A descoberta de um suposto esquema para a retirada ilegal de órgãos de pacientes em Poços de Caldas fez com que a Santa Casa da cidade fosse descredenciada para a realização de transplantes e remoção de órgãos no ano de 2002. A entidade que geria os trabalhos na cidade, MG Sul Transplantes, também foi extinta no município. Quatro médicos: José Luis Gomes da Silva, José Luis Bonfitto, Marco Alexandre Pacheco da Fonseca e Álvaro Ianhez foram denunciados pelo Ministério Público por homicídio qualificado do menino Pavesi.
Na denúncia, consta que cada um cometeu atos encadeados que causaram a morte do menino. Entre eles, a admissão em hospital inadequado, a demora no atendimento neurocirúrgico, a realização de uma cirurgia feita por um profissional sem habilitação legal que resultou em erro médico e a inexistência de um tratamento efetivo e eficaz e fraude no exame que determinou a morte encefálica do menino.
Ainda na época, o médico Álvaro Ianhez foi denunciado por chefiar a entidade MG Sul Transplantes, que realizava as retiradas dos órgãos e os encaminhava aos possíveis receptores. A organização foi apontada pelo Ministério Público como “atravessadora” em um esquema de tráfico de órgãos humanos.
Segundo o Ministério Público, a constatação da morte encefálica da criança foi feita de forma equivocada, o que levanta a suspeita de que o menino estivesse vivo no momento da retirada dos rins e das córneas. Outra linha de investigação é de que os órgãos retirados do garoto foram transplantados de maneira irregular. As córneas do menino foram levadas para Campinas (SP), quando deveriam ter sido transplantadas em pacientes da lista de espera de Minas Gerais, já que se trata de um procedimento regionalizado.
Em 2010, a Justiça determinou que a equipe médica responsável pela cirurgia de retirada dos órgãos do menino Paulo Veronesi Pavesi fosse a júri popular, o que acontece nesta quinta-feira (31) no Fórum de Poços de Caldas.
Médicos já condenados no caso
Três médicos que foram incluídos posteriormente como réus do Caso Pavesi, por terem participar da remoção de órgãos do menino, foram condenados em janeiro de 2014 a penas que variam de 14 a 18 anos de prisão em regime fechado por participação no caso. Eles não foram a júri popular.

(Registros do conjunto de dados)
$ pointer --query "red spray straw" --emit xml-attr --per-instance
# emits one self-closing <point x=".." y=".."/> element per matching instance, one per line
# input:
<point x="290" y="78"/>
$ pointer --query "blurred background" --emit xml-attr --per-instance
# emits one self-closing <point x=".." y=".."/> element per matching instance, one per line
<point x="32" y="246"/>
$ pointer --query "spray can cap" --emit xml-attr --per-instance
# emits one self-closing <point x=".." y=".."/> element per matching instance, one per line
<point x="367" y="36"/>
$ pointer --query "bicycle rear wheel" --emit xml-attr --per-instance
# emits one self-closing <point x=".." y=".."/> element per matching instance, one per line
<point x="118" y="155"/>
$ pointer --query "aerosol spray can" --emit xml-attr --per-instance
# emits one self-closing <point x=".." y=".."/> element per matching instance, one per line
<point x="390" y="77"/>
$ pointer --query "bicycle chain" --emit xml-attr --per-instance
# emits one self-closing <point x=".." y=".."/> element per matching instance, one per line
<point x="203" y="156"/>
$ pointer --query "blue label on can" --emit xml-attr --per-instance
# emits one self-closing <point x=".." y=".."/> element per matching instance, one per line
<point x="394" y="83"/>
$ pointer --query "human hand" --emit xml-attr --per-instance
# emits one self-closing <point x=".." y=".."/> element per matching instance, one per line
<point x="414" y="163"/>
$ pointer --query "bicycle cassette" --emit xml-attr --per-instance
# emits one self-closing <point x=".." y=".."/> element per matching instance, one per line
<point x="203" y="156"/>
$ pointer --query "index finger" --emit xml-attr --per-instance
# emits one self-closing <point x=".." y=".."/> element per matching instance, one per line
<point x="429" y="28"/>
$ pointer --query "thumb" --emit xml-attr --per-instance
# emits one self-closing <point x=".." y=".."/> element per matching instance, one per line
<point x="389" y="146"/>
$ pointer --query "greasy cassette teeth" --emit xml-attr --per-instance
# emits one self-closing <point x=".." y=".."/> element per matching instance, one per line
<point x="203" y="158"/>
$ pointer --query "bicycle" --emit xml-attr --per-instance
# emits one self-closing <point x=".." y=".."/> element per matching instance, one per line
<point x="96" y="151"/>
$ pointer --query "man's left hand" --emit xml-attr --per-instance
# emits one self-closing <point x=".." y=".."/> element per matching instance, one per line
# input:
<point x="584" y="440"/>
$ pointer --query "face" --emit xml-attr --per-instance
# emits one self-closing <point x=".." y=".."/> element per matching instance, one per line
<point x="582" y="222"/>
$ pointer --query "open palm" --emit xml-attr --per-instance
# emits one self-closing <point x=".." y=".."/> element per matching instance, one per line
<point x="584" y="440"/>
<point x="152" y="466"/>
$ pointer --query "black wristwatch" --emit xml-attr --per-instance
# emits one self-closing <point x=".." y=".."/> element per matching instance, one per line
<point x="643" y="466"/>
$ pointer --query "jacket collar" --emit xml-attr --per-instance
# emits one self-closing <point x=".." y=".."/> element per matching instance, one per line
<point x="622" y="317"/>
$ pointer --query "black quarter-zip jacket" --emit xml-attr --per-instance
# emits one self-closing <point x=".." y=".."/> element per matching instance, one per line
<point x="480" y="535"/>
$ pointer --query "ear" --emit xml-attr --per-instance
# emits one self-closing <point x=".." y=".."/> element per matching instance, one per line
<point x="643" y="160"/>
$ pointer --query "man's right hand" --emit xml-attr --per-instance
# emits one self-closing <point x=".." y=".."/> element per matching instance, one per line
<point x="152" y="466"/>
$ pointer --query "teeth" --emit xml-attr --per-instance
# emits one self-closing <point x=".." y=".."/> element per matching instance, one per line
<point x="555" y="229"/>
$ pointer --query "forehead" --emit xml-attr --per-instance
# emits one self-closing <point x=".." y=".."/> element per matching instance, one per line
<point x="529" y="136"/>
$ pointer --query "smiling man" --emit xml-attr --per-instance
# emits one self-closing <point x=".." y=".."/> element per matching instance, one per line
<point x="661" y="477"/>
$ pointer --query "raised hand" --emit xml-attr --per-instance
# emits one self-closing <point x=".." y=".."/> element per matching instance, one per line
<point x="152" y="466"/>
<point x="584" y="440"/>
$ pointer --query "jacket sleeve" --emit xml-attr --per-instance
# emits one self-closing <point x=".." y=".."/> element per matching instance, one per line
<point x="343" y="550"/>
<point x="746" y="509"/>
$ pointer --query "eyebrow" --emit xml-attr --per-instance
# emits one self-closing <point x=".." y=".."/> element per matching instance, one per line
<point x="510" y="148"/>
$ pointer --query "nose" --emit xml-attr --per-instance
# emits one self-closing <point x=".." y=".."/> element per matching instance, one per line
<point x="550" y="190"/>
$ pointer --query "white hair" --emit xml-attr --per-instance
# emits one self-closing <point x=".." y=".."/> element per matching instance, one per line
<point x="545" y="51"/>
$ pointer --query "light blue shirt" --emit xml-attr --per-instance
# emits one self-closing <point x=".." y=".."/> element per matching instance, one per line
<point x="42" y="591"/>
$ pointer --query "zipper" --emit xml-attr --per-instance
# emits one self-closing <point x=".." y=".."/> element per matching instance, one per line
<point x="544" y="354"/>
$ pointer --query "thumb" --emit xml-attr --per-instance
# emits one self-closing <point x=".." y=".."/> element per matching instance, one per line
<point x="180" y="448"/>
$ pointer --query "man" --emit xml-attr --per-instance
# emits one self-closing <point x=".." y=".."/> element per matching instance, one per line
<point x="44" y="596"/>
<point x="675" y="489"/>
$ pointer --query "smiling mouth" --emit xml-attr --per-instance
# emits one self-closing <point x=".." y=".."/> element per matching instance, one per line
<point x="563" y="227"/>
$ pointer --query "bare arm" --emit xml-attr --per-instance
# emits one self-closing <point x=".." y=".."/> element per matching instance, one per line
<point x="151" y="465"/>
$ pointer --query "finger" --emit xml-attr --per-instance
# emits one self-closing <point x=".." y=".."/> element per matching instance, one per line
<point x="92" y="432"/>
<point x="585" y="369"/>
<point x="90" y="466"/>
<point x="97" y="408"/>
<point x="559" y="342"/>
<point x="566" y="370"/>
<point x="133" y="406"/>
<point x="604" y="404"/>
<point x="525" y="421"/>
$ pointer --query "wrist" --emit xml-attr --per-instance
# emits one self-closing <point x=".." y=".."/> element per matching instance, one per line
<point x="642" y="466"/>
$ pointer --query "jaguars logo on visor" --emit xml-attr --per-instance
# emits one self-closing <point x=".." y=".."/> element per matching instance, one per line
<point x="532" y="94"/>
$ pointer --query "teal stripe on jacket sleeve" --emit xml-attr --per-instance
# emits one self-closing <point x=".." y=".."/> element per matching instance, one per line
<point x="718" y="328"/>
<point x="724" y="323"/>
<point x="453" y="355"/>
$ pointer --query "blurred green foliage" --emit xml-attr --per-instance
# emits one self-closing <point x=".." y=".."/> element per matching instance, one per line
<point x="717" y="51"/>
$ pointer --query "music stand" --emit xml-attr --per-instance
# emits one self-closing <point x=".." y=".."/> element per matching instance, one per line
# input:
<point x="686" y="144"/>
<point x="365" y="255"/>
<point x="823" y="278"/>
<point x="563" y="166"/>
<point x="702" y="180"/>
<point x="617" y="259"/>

CONJUNTO DE TAREFAS:
1. No texto sobre o caso Pavesi, para qual cidade foram levadas as córneas do menino?
2. Dê continuidade ao texto sobre o caso Pavesi a partir de sua última frase.
O material não tem relação com o texto.

RESPOSTAS:
1. Para Campinas (SP).

2.
Os médicos Celso Roberto Frasson Scafi e Cláudio Rogério Carneiro Fernandes chegaram a ficar presos por 30 dias e ganharam na Justiça o direito de recorrer da sentença em liberdade. Já Sérgio Poli Gaspar ficou foragido por um mês e após se entregar passou apenas um dia preso. Ele também pode recorrer em liberdade. As condenações provocaram também a reabertura do inquérito referente à morte de Carlos Henrique Marcondes, o Carlão, que foi diretor administrado do Hospital Santa Casa até o ano de 2002. Ele foi encontrado morto na época com um tiro na boca dentro do próprio carro.
Médicos condenados por retirada de órgãos de pedreiro
Dois dos médicos julgados no Caso Pavesi já foram condenados em fevereiro deste ano pela remoção e suposto tráfico de órgãos e tecidos do pedreiro José Domingos de Carvalho, morto aos 38 anos em abril de 2001, na Santa Casa de Poços de Caldas. Os profissionais Celso Roberto Frasson Scafi e Cláudio Rogério Carneiro Fernandes receberam as sentenças junto com outros dois médicos, João Alberto Góes Brandão e Alexandre Crispino Zincone. Eles receberam penas que variam de 8 a 11 anos e seis meses de prisão em regime fechado por homicídio doloso, compra e venda de órgãos humanos, violação de cadáver e realização de transplante irregular.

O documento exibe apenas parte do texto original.